* [Document excerpt]:
Start of Block

No. 21 (2): Zhorzh Borman
In the 1870s, 21 Nevsky was bought by F. L. Mertens, the well-known Russian furrier who established his business in 1841. In this early 20th century Bulla photograph of the building, the Mertens fur shop is located on the left. Right next to it is the tobacco shop of A.N. Bogdanov & Co., one of the largest tobacco factories in Petersburg. Click here to see some ads for Bogdanov’s cigarettes. Zhorzh Borman’s Confectionary before the later remodeling of its show window is to Bogdanov’s immediate right. Next to Borman is Koehler’s Pharmacy. But the façade of the Mertens Building at the beginning of the 20th century was dominated by the advertisement (in English and Russian) of the American company Equitable Insurance, whose offices were located there.

End of Block

* [What you need to do]:
A - In the passage on 21 Nevsky, who bought the building in the 1870s?
B - According to the passage on 21 Nevsky, why did the Equitable Insurance advertisement appear on the façade of the Mertens Building?
C - From the passage on 21 Nevsky, repeat the stretch from "No. 21 (2): Zhorzh" through "were located there.".
The material has no role in this exercise.

* [Data segment]:
Start of Block

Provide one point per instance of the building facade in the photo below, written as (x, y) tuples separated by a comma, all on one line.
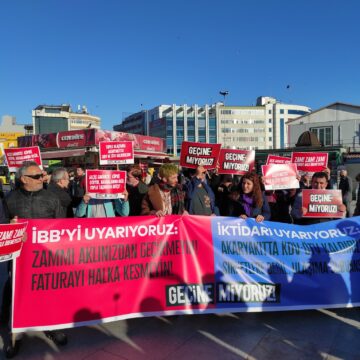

End of Block

* [Answers by item number]:
A - F. L. Mertens, the well-known Russian furrier, bought it.

B - The American company Equitable Insurance had its offices in the building. Its advertisement, in English and Russian, dominated the façade at the beginning of the 20th century.

C -
No. 21 (2): Zhorzh Borman
In the 1870s, 21 Nevsky was bought by F. L. Mertens, the well-known Russian furrier who established his business in 1841. In this early 20th century Bulla photograph of the building, the Mertens fur shop is located on the left. Right next to it is the tobacco shop of A.N. Bogdanov & Co., one of the largest tobacco factories in Petersburg. Click here to see some ads for Bogdanov’s cigarettes. Zhorzh Borman’s Confectionary before the later remodeling of its show window is to Bogdanov’s immediate right. Next to Borman is Koehler’s Pharmacy. But the façade of the Mertens Building at the beginning of the 20th century was dominated by the advertisement (in English and Russian) of the American company Equitable Insurance, whose offices were located there.